● ACTIVITY: Your answer must repeat the full listing, line for line.

(SUPPLIED ENTRIES Opens)

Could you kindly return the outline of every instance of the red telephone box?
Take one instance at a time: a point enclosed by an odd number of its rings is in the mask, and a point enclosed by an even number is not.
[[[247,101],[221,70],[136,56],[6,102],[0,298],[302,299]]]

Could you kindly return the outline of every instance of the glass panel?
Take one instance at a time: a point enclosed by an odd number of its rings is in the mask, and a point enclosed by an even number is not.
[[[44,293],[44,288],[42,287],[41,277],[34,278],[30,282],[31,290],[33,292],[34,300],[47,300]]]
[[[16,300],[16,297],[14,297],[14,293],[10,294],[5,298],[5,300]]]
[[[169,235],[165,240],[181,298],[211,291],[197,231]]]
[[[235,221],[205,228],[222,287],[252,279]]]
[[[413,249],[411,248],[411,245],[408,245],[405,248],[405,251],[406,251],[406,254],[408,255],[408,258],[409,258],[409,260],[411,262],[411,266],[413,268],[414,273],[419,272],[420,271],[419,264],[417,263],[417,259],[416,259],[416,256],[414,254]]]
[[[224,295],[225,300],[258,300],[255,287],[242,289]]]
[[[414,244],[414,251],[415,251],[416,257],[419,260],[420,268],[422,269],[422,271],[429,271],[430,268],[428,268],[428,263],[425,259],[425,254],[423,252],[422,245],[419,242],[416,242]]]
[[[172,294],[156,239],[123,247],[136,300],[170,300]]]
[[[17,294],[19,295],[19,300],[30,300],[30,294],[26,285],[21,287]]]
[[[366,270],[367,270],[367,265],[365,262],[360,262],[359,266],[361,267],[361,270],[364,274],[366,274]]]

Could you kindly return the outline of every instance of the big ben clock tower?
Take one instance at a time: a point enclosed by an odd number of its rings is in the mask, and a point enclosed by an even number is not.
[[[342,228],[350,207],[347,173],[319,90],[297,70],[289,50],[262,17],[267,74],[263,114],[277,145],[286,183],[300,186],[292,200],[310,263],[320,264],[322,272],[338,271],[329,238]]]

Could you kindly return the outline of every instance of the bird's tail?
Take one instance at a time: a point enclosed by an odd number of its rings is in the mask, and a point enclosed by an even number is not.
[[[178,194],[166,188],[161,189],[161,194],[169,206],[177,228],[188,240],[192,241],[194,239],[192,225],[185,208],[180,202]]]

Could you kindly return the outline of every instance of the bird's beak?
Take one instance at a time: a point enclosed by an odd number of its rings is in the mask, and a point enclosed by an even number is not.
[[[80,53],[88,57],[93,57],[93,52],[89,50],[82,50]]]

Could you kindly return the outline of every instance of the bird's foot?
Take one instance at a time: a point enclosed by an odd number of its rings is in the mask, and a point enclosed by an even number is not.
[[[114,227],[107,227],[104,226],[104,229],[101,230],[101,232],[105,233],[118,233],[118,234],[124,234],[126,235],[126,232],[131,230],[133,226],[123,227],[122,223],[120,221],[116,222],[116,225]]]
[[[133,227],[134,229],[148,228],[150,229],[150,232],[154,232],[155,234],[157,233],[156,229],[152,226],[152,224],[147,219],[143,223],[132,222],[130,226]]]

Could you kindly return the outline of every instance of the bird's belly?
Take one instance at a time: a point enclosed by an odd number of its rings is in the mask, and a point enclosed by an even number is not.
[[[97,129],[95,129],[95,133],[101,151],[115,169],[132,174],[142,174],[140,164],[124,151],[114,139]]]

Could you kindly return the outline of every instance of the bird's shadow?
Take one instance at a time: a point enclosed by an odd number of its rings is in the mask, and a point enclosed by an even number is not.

(SUPPLIED ENTRIES Closes)

● OUTPUT OF THE EXERCISE:
Could you kindly return the outline of every instance of the red telephone box?
Take one instance at a time: a point enclosed by an odd number of its rings is in the mask, and a point enclosed by an even number is not.
[[[247,101],[221,70],[136,56],[6,102],[0,298],[302,299]]]

Could you kindly return the outline of every instance of the glass panel?
Take one instance at a time: a point enclosed by an odd number of its rings is in the mask, and a point enclosed by an even number is not.
[[[44,293],[44,288],[42,287],[41,277],[34,278],[30,282],[31,290],[33,292],[34,300],[47,300]]]
[[[16,300],[16,297],[14,297],[14,293],[10,294],[5,298],[5,300]]]
[[[169,235],[165,240],[181,298],[211,291],[197,231]]]
[[[235,221],[205,228],[222,287],[252,279]]]
[[[413,249],[411,248],[411,245],[408,245],[405,248],[405,251],[406,251],[406,254],[408,255],[408,258],[409,258],[409,260],[411,262],[411,266],[413,268],[414,273],[419,272],[420,271],[419,264],[417,263],[417,259],[416,259],[416,256],[414,254]]]
[[[224,295],[225,300],[258,300],[255,287],[242,289]]]
[[[414,244],[414,251],[415,251],[416,257],[419,260],[420,268],[422,269],[422,271],[429,271],[430,268],[428,268],[428,263],[425,259],[425,254],[423,252],[422,245],[419,242],[416,242]]]
[[[172,294],[156,239],[123,247],[136,300],[170,300]]]
[[[17,294],[19,295],[19,300],[30,300],[30,294],[26,285],[21,287]]]
[[[366,270],[367,270],[367,265],[365,262],[360,262],[359,266],[361,267],[361,270],[364,274],[366,274]]]

Could you kindly return the outline of every instance of the big ben clock tower?
Take one instance at a time: a point enclosed by an odd number of its rings is in the mask, and a point enclosed by an even number is not.
[[[342,228],[350,207],[347,173],[319,90],[297,70],[289,50],[262,17],[267,74],[263,114],[277,145],[286,183],[300,186],[292,200],[310,263],[320,264],[322,272],[338,271],[329,238]]]

Could you kindly return the outline of every instance of the bird's tail?
Take one instance at a time: a point enclosed by an odd number of its rings is in the mask, and a point enclosed by an even number is not.
[[[178,194],[166,188],[161,189],[161,194],[169,206],[177,228],[188,240],[192,241],[194,239],[192,225],[185,208],[180,202]]]

Could you kindly return the outline of every instance of the bird's beak?
Take one instance at a time: a point enclosed by an odd number of its rings is in the mask, and a point enclosed by an even number is not.
[[[80,53],[88,57],[93,57],[93,52],[89,50],[82,50]]]

Could you kindly return the outline of every instance of the bird's foot?
Take one instance at a time: a point enclosed by an odd number of its rings is in the mask, and a point enclosed by an even number is not.
[[[114,227],[107,227],[104,226],[104,229],[101,230],[101,232],[105,233],[118,233],[118,234],[124,234],[126,235],[126,232],[131,230],[133,226],[123,227],[122,223],[120,221],[116,222],[116,225]]]
[[[133,227],[134,229],[148,228],[150,229],[150,232],[154,232],[155,234],[157,233],[156,229],[152,226],[152,224],[147,219],[143,223],[132,222],[130,226]]]

Could you kindly return the outline of every instance of the bird's belly?
Take one instance at a time: a point enclosed by an odd number of its rings is in the mask, and a point enclosed by an even number is not.
[[[97,129],[95,129],[95,133],[101,151],[115,169],[132,174],[142,174],[140,164],[124,151],[114,139]]]

Could you kindly return the outline of every instance of the bird's shadow?
Take one instance at a time: a point enclosed by an odd number of its rings is in the mask, and a point enclosed by an even number is not.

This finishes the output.